▶ _Task instructions_:
1/ Copy the stretch of the blog post on training epochs and neural network generalization from "Author Archives: pgfeldman" through "the 16 epoch.".
2/ Continue the blog post on training epochs and neural network generalization from the point where it stops.

▶ _Text for analysis_:
════════════════

Author Archives: pgfeldman

Phil 7.31.21

I had some perplexing runs trying different epoch counts on corpora recently. Here’s the 6k:

As you can see, only the 32 epoch can figure out there are no 0 star ratings, though the best overall match is the 16 epoch.

The 100k is weirder, and makes more sense when you look at the raw data:

As you can see, the 16 and 32 epoch miss the two star rating entirely, though aside(!) from that the fit isn’t bad:

Looking at this, I’d say that 2-4 epochs seem to work well, and when I take out the explicit epoch, run_clm determines the epochs should be 3:

[INFO|] 2021-07-31 06:31:02,447 >> ***** Running training *****
[INFO|] 2021-07-31 06:31:02,447 >>   Num examples = 1649
[INFO|] 2021-07-31 06:31:02,448 >>   Num Epochs = 3
[INFO|] 2021-07-31 06:31:02,448 >>   Instantaneous batch size per device = 1
[INFO|] 2021-07-31 06:31:02,449 >>   Total train batch size (w. parallel, distributed & accumulation) = 1
[INFO|] 2021-07-31 06:31:02,449 >>   Gradient Accumulation steps = 1
[INFO|] 2021-07-31 06:31:02,449 >>   Total optimization steps = 4947
{'loss': 0.1737, 'learning_rate': 4.494643218111988e-05, 'epoch': 0.3}

I’m going to try an ensemble of these 3-epoch models to see what that looks like

Phil 7.30.21

Pointer Value Retrieval: A new benchmark for understanding the limits of neural network generalization

  • The successes of deep learning critically rely on the ability of neural networks to output meaningful predictions on unseen data — generalization. Yet despite its criticality, there remain fundamental open questions on how neural networks generalize. How much do neural networks rely on memorization — seeing highly similar training examples — and how much are they capable of human-intelligence styled reasoning — identifying abstract rules underlying the data? In this paper we introduce a novel benchmark, Pointer Value Retrieval (PVR) tasks, that explore the limits of neural network generalization. While PVR tasks can consist of visual as well as symbolic inputs, each with varying levels of difficulty, they all have a simple underlying rule. One part of the PVR task input acts as a pointer, giving the location of a different part of the input, which forms the value (and output). We demonstrate that this task structure provides a rich testbed for understanding generalization, with our empirical study showing large variations in neural network performance based on dataset size, task complexity and model architecture. The interaction of position, values and the pointer rule also allow the development of nuanced tests of generalization, by introducing distribution shift and increasing functional complexity. These reveal both subtle failures and surprising successes, suggesting many promising directions of exploration on this benchmark.

════════════════

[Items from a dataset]
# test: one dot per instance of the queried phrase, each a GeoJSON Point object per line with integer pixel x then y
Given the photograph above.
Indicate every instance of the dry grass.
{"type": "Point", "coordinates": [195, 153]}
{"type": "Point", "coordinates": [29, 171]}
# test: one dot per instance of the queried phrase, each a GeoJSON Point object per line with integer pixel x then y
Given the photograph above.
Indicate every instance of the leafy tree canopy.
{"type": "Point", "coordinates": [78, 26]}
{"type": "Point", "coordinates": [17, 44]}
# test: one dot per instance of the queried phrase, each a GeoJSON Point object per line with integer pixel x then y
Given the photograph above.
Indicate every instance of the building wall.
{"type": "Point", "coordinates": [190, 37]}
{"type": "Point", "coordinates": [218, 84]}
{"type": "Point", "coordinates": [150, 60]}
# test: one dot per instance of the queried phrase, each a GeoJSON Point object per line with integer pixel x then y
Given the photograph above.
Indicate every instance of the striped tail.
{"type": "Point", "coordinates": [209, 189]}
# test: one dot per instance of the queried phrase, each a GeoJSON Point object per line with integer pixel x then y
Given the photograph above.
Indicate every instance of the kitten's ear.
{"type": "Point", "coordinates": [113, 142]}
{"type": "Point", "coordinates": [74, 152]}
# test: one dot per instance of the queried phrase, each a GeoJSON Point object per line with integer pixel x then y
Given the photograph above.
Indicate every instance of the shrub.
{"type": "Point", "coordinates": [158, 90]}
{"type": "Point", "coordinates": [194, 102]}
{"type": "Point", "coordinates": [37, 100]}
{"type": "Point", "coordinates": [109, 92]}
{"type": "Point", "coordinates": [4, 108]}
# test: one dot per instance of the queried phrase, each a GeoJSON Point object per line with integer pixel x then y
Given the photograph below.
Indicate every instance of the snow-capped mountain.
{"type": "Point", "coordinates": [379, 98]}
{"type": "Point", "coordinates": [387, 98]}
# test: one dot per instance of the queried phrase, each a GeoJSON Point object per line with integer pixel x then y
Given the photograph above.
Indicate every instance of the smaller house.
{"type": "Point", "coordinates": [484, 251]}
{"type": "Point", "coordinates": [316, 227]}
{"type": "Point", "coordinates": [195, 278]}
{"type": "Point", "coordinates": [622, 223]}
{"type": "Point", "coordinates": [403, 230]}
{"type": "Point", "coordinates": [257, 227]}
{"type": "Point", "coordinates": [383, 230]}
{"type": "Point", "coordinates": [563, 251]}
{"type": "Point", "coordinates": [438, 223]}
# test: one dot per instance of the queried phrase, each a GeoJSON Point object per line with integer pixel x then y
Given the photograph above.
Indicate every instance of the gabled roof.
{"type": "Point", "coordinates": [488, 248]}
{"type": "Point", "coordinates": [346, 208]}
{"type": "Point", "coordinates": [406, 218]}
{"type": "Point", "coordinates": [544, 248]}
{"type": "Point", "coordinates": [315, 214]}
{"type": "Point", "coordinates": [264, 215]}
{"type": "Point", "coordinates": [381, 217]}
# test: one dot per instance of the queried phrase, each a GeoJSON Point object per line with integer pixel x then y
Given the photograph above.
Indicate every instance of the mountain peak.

════════════════

▶ _Answers for this exercise_:
1/
Author Archives: pgfeldman

Phil 7.31.21

I had some perplexing runs trying different epoch counts on corpora recently. Here’s the 6k:

As you can see, only the 32 epoch can figure out there are no 0 star ratings, though the best overall match is the 16 epoch.

2/
Pre-train, Prompt, and Predict: A Systematic Survey of Prompting Methods in Natural Language Processing

  • This paper surveys and organizes research works in a new paradigm in natural language processing, which we dub “prompt-based learning”. Unlike traditional supervised learning, which trains a model to take in an input x and predict an output y as P(y|x), prompt-based learning is based on language models that model the probability of text directly. To use these models to perform prediction tasks, the original input x is modified using a template into a textual string prompt x’ that has some unfilled slots, and then the language model is used to probabilistically fill the unfilled information to obtain a final string x, from which the final output y can be derived. This framework is powerful and attractive for a number of reasons: it allows the language model to be pre-trained on massive amounts of raw text, and by defining a new prompting function the model is able to perform few-shot or even zero-shot learning, adapting to new scenarios with few or no labeled data. In this paper we introduce the basics of this promising paradigm, describe a unified set of mathematical notations that can cover a wide variety of existing work, and organize existing work along several dimensions, e.g.the choice of pre-trained models, prompts, and tuning strategies. To make the field more accessible to interested beginners, we not only make a systematic review of existing works and a highly structured typology of prompt-based concepts, but also release other resources, e.g., a website this http URL including constantly-updated survey, and paperlist.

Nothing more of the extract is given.